• **TASK DIRECTIONS**: Copy out every line below without alteration.

[Referring expression pointing data]
=== Begin Enclosure ===
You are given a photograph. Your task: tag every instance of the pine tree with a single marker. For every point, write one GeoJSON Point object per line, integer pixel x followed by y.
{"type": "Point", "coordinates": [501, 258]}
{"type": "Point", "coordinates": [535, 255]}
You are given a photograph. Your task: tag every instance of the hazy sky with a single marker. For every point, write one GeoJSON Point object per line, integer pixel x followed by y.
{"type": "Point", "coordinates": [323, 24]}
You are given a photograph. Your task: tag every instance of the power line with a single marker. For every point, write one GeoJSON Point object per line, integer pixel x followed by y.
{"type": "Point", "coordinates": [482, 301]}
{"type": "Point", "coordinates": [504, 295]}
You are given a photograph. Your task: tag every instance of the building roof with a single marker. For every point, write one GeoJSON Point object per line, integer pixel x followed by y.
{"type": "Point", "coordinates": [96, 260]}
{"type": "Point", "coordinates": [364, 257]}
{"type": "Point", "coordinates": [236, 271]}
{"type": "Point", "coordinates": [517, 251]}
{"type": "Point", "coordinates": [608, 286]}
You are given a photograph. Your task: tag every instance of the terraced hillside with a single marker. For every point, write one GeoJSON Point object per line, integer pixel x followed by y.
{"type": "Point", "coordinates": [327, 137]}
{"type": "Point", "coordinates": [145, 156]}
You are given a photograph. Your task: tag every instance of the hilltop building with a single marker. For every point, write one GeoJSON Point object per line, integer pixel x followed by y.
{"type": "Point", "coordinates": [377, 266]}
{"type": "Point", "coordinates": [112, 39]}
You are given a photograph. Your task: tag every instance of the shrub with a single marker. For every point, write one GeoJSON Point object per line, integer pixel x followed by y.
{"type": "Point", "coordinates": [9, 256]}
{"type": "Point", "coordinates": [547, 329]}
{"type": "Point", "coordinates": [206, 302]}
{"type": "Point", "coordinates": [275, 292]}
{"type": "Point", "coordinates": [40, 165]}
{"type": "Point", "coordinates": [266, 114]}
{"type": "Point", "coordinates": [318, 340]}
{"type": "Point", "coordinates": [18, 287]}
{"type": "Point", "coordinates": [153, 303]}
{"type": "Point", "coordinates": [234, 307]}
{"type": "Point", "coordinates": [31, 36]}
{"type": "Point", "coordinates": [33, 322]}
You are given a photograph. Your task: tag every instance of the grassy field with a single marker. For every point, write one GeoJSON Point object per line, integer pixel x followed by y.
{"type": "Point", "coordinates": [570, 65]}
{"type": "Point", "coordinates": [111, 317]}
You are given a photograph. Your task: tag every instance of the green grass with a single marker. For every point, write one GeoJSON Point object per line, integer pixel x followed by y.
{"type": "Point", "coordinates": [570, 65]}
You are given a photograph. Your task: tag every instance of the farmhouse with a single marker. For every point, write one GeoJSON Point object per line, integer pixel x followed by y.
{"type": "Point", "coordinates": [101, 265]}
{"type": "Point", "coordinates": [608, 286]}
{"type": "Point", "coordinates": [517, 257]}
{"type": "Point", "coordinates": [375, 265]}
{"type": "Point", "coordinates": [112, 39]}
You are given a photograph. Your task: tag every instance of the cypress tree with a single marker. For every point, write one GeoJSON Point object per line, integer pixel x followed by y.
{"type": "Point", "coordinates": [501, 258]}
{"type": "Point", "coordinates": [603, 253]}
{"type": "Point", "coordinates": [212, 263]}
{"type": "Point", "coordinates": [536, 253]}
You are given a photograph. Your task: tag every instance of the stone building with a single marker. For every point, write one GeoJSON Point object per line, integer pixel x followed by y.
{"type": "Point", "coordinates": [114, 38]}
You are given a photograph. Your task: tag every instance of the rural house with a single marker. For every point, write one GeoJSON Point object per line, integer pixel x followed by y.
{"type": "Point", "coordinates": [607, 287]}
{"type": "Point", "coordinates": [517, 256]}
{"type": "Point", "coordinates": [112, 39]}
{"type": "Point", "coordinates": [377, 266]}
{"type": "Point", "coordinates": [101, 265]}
=== End Enclosure ===
• **RESULT**:
You are given a photograph. Your task: tag every instance of the pine tree with a single marker. For every point, write one GeoJSON Point object per line, integer pixel x followed by y.
{"type": "Point", "coordinates": [501, 258]}
{"type": "Point", "coordinates": [535, 255]}
You are given a photograph. Your task: tag every instance of the hazy sky with a single marker. For every point, write one GeoJSON Point object per line, integer pixel x followed by y.
{"type": "Point", "coordinates": [323, 24]}
You are given a photograph. Your task: tag every instance of the power line with a single marker. For every point, write one GeoJSON Point object per line, integer pixel x followed by y.
{"type": "Point", "coordinates": [482, 301]}
{"type": "Point", "coordinates": [504, 295]}
You are given a photograph. Your task: tag every instance of the building roof with a single marker. For every point, write one GeoJSON Point object per line, integer pixel x followed by y.
{"type": "Point", "coordinates": [96, 260]}
{"type": "Point", "coordinates": [364, 257]}
{"type": "Point", "coordinates": [236, 271]}
{"type": "Point", "coordinates": [517, 251]}
{"type": "Point", "coordinates": [608, 286]}
You are given a photograph. Your task: tag every instance of the terraced hillside with a single marker. For every point, write one GeoJSON Point object per line, integer pixel x followed by y.
{"type": "Point", "coordinates": [327, 137]}
{"type": "Point", "coordinates": [145, 156]}
You are given a photograph. Your task: tag every instance of the hilltop building with a single marker. For every point, write one GeoJSON Point object per line, integer pixel x followed by y.
{"type": "Point", "coordinates": [377, 266]}
{"type": "Point", "coordinates": [112, 39]}
You are given a photograph. Your task: tag every instance of the shrub with a single marker. For every point, write one GeoJSON Point object per line, integer pixel x followed by y.
{"type": "Point", "coordinates": [9, 256]}
{"type": "Point", "coordinates": [547, 329]}
{"type": "Point", "coordinates": [206, 302]}
{"type": "Point", "coordinates": [275, 292]}
{"type": "Point", "coordinates": [40, 165]}
{"type": "Point", "coordinates": [266, 114]}
{"type": "Point", "coordinates": [318, 340]}
{"type": "Point", "coordinates": [18, 287]}
{"type": "Point", "coordinates": [153, 303]}
{"type": "Point", "coordinates": [234, 307]}
{"type": "Point", "coordinates": [31, 36]}
{"type": "Point", "coordinates": [33, 322]}
You are given a photograph. Your task: tag every instance of the grassy field with a single marker. For every point, write one GeoJSON Point object per line, integer pixel x followed by y.
{"type": "Point", "coordinates": [570, 65]}
{"type": "Point", "coordinates": [111, 317]}
You are given a photograph. Your task: tag every instance of the green grass with a single marker. For every point, write one GeoJSON Point object per line, integer pixel x followed by y.
{"type": "Point", "coordinates": [570, 65]}
You are given a photograph. Your task: tag every instance of the farmhouse with a single marker. For every point, write one GeoJSON Point object per line, integer pixel x followed by y.
{"type": "Point", "coordinates": [101, 265]}
{"type": "Point", "coordinates": [608, 286]}
{"type": "Point", "coordinates": [517, 257]}
{"type": "Point", "coordinates": [375, 265]}
{"type": "Point", "coordinates": [112, 39]}
You are given a photograph. Your task: tag every instance of the cypress tree with a single marker. For every point, write one GeoJSON Point object per line, integer pixel x followed by y.
{"type": "Point", "coordinates": [501, 258]}
{"type": "Point", "coordinates": [603, 253]}
{"type": "Point", "coordinates": [212, 263]}
{"type": "Point", "coordinates": [536, 253]}
You are given a photograph. Your task: tag every instance of the stone building with a single marker. For every point, write one GeoJSON Point object per line, integer pixel x followed by y.
{"type": "Point", "coordinates": [114, 38]}
You are given a photograph. Your task: tag every instance of the rural house with a single marker. For every point, write one GeoJSON Point object per line, integer pixel x followed by y.
{"type": "Point", "coordinates": [607, 287]}
{"type": "Point", "coordinates": [517, 256]}
{"type": "Point", "coordinates": [112, 39]}
{"type": "Point", "coordinates": [377, 266]}
{"type": "Point", "coordinates": [101, 265]}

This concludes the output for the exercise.